>>>>

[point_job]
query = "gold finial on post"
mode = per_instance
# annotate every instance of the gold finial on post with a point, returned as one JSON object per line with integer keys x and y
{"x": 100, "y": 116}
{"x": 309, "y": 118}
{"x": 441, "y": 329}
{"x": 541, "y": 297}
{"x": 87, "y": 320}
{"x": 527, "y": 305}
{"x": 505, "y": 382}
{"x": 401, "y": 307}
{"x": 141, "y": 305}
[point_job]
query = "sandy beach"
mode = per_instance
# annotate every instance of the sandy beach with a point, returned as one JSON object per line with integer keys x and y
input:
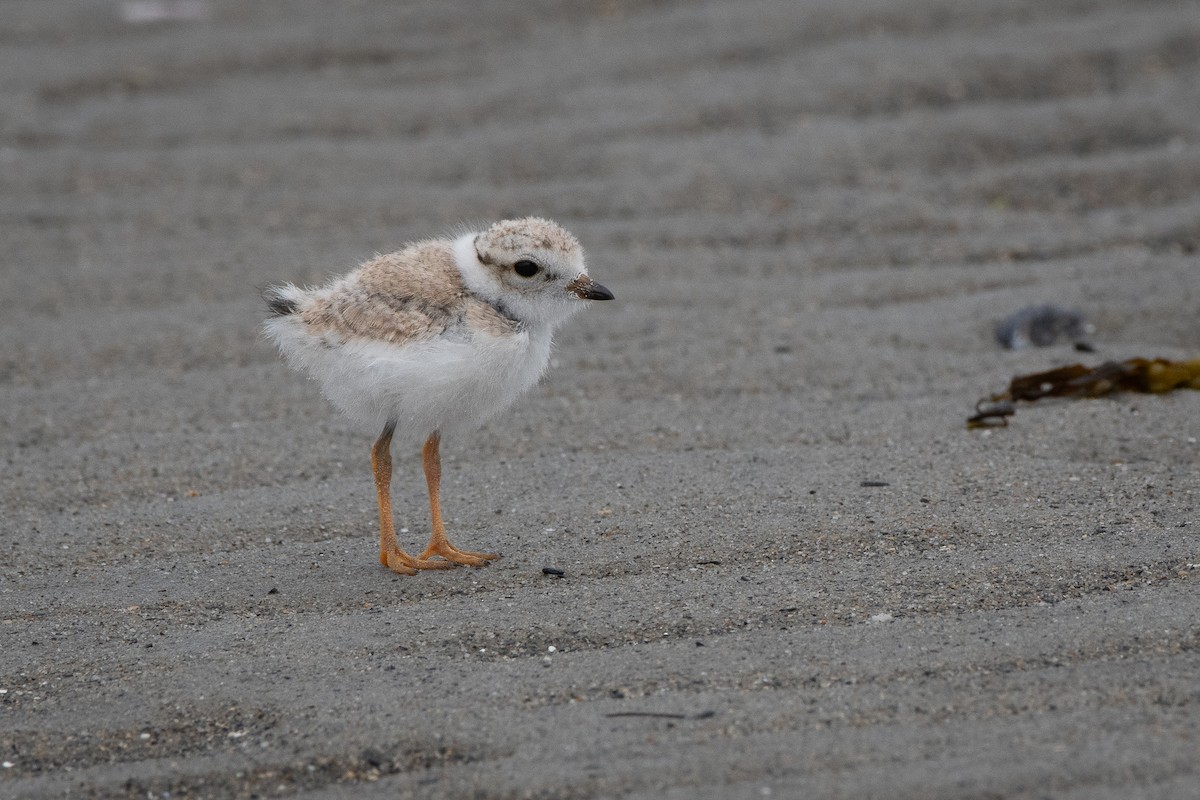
{"x": 787, "y": 567}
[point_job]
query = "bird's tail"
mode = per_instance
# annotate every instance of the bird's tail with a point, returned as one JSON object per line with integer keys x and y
{"x": 282, "y": 299}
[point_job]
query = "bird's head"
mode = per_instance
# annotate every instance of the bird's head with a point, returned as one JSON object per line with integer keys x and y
{"x": 534, "y": 269}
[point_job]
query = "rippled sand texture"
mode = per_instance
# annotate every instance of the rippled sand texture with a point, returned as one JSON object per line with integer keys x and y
{"x": 787, "y": 565}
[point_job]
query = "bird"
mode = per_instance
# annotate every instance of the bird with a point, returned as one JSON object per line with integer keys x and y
{"x": 432, "y": 341}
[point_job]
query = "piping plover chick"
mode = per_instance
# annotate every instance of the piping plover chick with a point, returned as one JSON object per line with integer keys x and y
{"x": 432, "y": 341}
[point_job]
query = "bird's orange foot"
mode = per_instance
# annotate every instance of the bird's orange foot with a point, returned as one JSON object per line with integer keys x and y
{"x": 454, "y": 555}
{"x": 401, "y": 563}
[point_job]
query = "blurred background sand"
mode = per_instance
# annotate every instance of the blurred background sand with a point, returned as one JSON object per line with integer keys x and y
{"x": 775, "y": 533}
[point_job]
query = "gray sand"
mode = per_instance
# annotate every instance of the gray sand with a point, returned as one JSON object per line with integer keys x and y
{"x": 789, "y": 569}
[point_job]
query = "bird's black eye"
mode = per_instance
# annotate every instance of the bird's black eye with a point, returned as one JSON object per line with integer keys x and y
{"x": 526, "y": 269}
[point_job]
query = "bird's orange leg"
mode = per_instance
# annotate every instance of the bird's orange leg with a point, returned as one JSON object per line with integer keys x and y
{"x": 431, "y": 458}
{"x": 390, "y": 554}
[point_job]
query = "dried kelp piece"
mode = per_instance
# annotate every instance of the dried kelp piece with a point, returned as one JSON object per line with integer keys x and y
{"x": 1145, "y": 376}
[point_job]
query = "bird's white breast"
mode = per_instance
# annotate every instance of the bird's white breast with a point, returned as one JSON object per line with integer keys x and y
{"x": 453, "y": 383}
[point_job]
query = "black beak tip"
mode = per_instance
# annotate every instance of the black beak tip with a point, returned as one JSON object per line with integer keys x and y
{"x": 597, "y": 292}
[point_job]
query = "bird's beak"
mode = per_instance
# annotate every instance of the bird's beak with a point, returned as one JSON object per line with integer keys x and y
{"x": 585, "y": 288}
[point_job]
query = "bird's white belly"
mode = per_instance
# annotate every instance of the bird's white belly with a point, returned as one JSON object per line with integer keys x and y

<<<<

* [SET PROBLEM] Find every line in the rows above that contains the string "blurred" and copy each one out. Case counts.

* [REPLY]
query = "blurred background sand"
# annotate every instance of the blurred background sand with a point, returned as one JSON object per line with integer keys x and y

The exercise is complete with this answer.